— BEGIN EXCERPT TO READ —
Add test cases for search without flush (#17844)

Signed-off-by: Binbin Lv <binbin.lv@zilliz.com>
2022-06-28 20:00:24 +08:00 · 2022-06-28 20:00:24 +08:00 · 617e029dd3
parent ea901393ef
commit 617e029dd3
2 changed files with 49 additions and 11 deletions
--- a/tests/python_client/base/client_base.py
+++ b/tests/python_client/base/client_base.py
@ -124,7 +124,8 @@ class TestcaseBase(Base):

    def init_collection_general(self, prefix, insert_data=False, nb=ct.default_nb,
                                partition_num=0, is_binary=False, is_all_data_type=False,
-                                auto_id=False, dim=ct.default_dim, is_index=False, primary_field=ct.default_int64_field_name):
+                                auto_id=False, dim=ct.default_dim, is_index=False,
+                                primary_field=ct.default_int64_field_name, is_flush=True):
        """
        target: create specified collections
        method: 1. create collections (binary/non-binary, default/all data type, auto_id or not)
@ -157,8 +158,9 @@ class TestcaseBase(Base):
        if insert_data:
            collection_w, vectors, binary_raw_vectors, insert_ids, time_stamp = \
                cf.insert_data(collection_w, nb, is_binary, is_all_data_type, auto_id=auto_id, dim=dim)
-            assert collection_w.is_empty is False
-            assert collection_w.num_entities == nb
+            if is_flush:
+                assert collection_w.is_empty is False
+                assert collection_w.num_entities == nb
            log.info("insert_data: inserted data into collection %s (num_entities: %s)"
                     % (collection_w.name, nb))
— END EXCERPT TO READ —
— BEGIN RAW DATA —
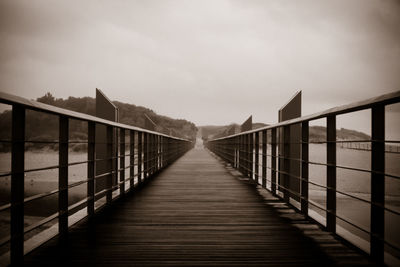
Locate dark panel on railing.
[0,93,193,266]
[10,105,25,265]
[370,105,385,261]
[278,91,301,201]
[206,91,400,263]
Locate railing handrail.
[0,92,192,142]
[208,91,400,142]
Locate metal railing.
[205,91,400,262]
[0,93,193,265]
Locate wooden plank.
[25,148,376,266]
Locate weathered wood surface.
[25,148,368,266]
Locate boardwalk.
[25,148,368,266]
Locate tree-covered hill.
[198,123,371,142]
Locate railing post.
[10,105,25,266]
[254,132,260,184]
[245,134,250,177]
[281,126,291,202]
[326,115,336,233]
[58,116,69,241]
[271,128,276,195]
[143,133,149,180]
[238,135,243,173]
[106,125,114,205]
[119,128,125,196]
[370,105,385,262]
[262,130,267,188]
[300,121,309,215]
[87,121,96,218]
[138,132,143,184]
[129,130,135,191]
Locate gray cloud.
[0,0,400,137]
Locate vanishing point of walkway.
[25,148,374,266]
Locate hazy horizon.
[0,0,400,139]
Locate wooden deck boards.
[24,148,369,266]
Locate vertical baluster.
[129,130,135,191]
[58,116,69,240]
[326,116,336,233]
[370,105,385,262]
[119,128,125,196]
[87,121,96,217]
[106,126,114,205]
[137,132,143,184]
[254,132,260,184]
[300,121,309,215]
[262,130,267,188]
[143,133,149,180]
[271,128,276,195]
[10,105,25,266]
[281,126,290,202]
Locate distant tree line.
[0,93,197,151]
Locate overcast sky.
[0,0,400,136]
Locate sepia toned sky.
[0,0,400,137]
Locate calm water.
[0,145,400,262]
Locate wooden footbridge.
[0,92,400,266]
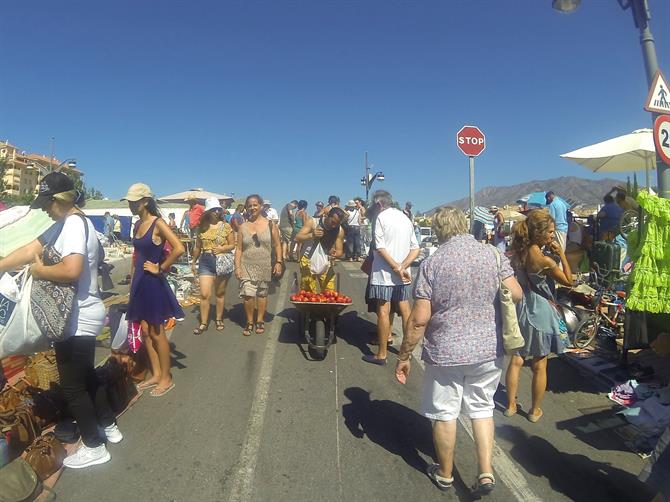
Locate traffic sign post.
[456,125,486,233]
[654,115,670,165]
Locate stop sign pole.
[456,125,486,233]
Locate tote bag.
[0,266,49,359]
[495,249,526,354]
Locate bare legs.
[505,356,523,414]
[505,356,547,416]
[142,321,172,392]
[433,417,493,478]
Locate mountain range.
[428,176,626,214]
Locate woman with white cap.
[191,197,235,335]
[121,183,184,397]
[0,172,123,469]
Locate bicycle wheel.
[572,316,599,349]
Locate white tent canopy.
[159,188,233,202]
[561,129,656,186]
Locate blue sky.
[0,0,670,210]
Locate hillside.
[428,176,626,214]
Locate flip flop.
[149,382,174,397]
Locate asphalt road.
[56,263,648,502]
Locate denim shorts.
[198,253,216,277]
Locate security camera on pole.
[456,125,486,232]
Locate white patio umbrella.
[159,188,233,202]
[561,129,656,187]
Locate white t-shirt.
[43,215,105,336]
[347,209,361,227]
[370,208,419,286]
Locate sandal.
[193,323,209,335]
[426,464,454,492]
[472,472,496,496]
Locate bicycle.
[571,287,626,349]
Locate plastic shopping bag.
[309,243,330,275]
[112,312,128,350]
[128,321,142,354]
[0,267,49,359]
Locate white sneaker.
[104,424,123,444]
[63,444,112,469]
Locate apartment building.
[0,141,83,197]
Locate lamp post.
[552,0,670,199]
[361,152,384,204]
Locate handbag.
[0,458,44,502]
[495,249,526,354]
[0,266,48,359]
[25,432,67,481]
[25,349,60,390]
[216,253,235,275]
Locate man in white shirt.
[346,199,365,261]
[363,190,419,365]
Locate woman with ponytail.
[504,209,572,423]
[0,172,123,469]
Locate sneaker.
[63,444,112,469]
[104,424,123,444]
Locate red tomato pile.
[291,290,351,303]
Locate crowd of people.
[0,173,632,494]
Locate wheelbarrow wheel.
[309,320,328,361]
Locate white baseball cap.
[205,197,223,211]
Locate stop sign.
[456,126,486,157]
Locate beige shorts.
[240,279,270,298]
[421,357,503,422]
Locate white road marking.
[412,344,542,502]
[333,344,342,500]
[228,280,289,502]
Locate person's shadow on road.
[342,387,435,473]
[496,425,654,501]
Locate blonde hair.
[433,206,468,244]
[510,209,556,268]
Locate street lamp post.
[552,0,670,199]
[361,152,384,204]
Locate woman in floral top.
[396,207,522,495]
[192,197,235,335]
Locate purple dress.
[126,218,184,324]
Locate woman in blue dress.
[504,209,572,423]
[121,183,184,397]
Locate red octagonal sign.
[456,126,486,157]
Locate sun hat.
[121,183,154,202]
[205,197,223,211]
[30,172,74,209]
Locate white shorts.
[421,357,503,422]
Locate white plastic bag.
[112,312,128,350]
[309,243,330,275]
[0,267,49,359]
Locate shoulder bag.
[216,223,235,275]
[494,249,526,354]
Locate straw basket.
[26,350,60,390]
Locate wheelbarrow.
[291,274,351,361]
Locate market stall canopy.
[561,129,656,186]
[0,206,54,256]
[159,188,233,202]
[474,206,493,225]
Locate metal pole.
— END RAW DATA —
§ EXERCISES TO COMPLETE
(1) In the commit adding search-without-flush test cases, recast the block that begins "2022-06-28 20:00:24 +08:00" as a short list that keeps its main facts.
(2) Write the lines that follow in the commit adding search-without-flush test cases, picking up after its last line.

§ FINAL ANSWERS
(1)
- Timestamp: 2022-06-28 20:00:24 +08:00 (given twice)
- Commit: 617e029dd3; parent: ea901393ef
- Changes: 2 files, 49 additions, 11 deletions
- File shown: tests/python_client/base/client_base.py
- Hunk: in class TestcaseBase(Base), 7 lines starting at line 124 become 8 lines starting at line 124

(2)
            # This condition will be removed after auto index feature
--- a/tests/python_client/testcases/test_search.py
+++ b/tests/python_client/testcases/test_search.py
@ -850,6 +850,14 @@ class TestCollectionSearch(TestcaseBase):
    def _async(self, request):
        yield request.param

+    @pytest.fixture(scope="function", params=["JACCARD", "HAMMING", "TANIMOTO"])
+    def metrics(self, request):
+        yield request.param
+
+    @pytest.fixture(scope="function", params=[False, True])
+    def is_flush(self, request):
+        yield request.param
+
    """
    ******************************************************************
    #  The following are valid base cases
@ -857,7 +865,7 @@ class TestCollectionSearch(TestcaseBase):
    """

    @pytest.mark.tags(CaseLabel.L0)
-    def test_search_normal(self, nq, dim, auto_id):
+    def test_search_normal(self, nq, dim, auto_id, is_flush):
        """
        target: test search normal case
        method: create connection, collection, insert and search
@ -866,7 +874,7 @@ class TestCollectionSearch(TestcaseBase):
        """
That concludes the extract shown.